### TEXT BLOCK
Run Length Encoding in Lisp

Posted on May 23, 2011

Run length encoding in Lisp is kind of a trivial problem. Not one that would typically come up in most applications. I came across a treatment while reading the third chapter of ANSI Common Lisp by Paul Graham. I’ve read The Little Schemer and a friend just handed me a copy of ANSI Common Lisp. My style has been greatly influenced by The Little Schemer so when I encountered Paul Graham’s example, my nose crinkled a little and I wondered if I could write a more concise solution. I thought it would be a simple kata.

The “problem” goes like this. You have a list like:

(1 1 1 0 1 0 0 0)

And you want a more concise representation. Paul Graham suggests:

((3 1) 0 1 (3 0))

For example. Here’s Paul Graham’s solution. I hope I understand fair-use correctly:

(defun ansi-compress (lst)                                                           
  (if (consp lst)                                                                    
      (compr (car lst) 1 (cdr lst))                                                  
      lst))                                                                          

(defun compr (elt n lst)                                                             
  (if (null lst)                                                                     
      (list (n-elts elt n))                                                          
      (let ((next (car lst)))                                                        
        (if (eql next elt)                                                           
            (compr elt (1+ n) (cdr lst))

### DATA LINES
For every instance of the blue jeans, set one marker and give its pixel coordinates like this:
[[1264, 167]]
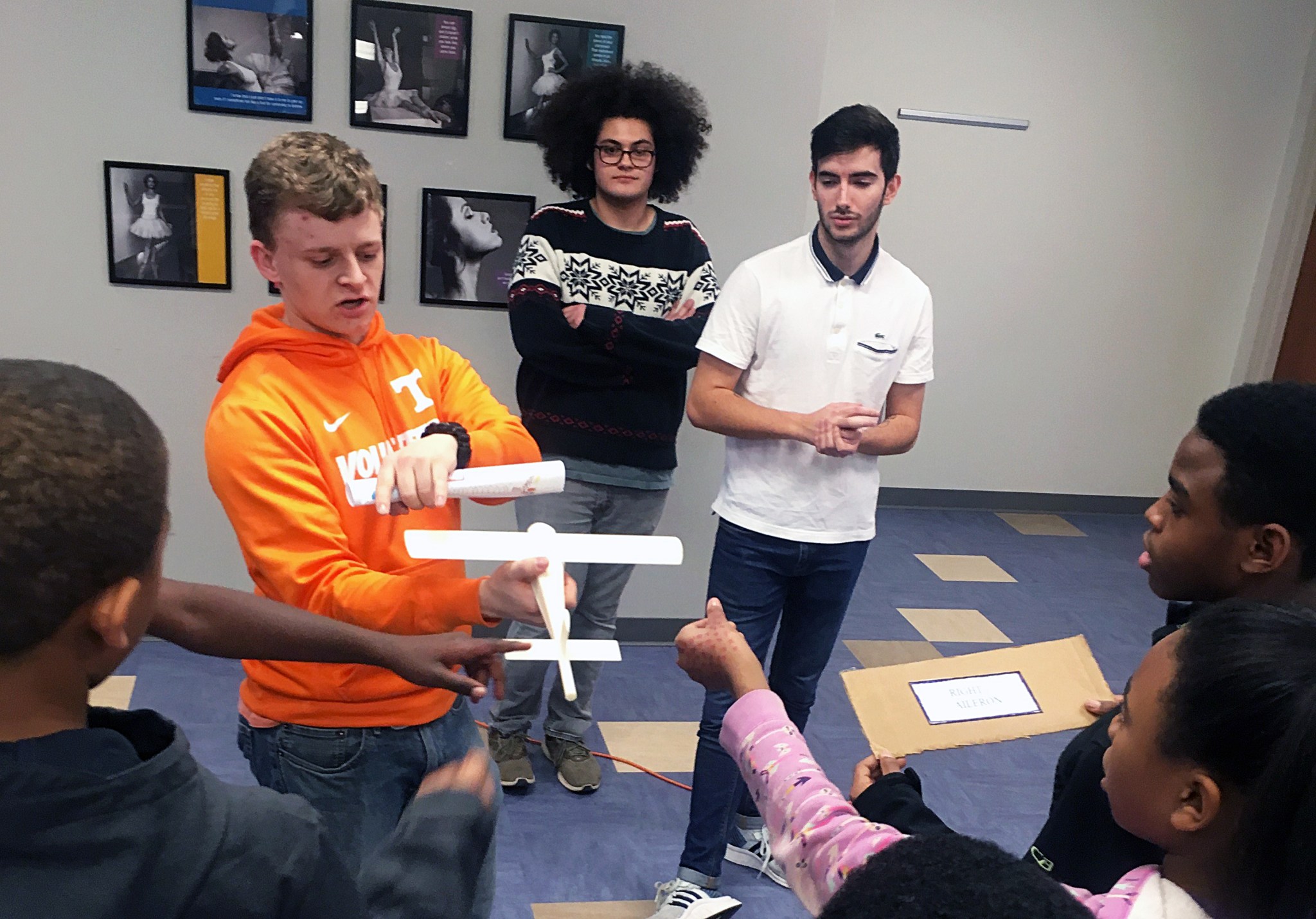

### PROBLEMS
[A] In the post on run length encoding in Lisp, which chapter of ANSI Common Lisp contains the treatment the author came across?
[B] Reproduce everything in the post on run length encoding in Lisp from "(let ((next (car" down to "n) (cdr lst))".
[C] Continue the post on run length encoding in Lisp from its last line onward.

### ANSWERS TO EACH TASK
[A] The third chapter.

[B]
(let ((next (car lst)))                                                        
        (if (eql next elt)                                                           
            (compr elt (1+ n) (cdr lst))

[C]
            (cons (n-elts elt n)                                                     
                  (compr next 1 (cdr lst)))))))                                      

(defun n-elts (elt n)                                                                
  (if (> n 1)                                                                        
      (list n elt)                                                                   
      elt)) 

And here is my attempt at a more “Little Schemer” style solution:

(defun compress-b (p c lat)                                                          
  (cond ((null lat) (cons (cons c p) '()))                                           
        ((equal (first lat) p)                                                       
         (compress-b (first lat) (1+ c) (rest lat)))                                 
        (t (cons (cons c p) (compress-b (first lat) 1 (rest lat))))))                

(defun compress (lat)                                                                
  (cond ((null lat) '())                                                             
        (t (compress-b (car lat) 1 (cdr lat)))))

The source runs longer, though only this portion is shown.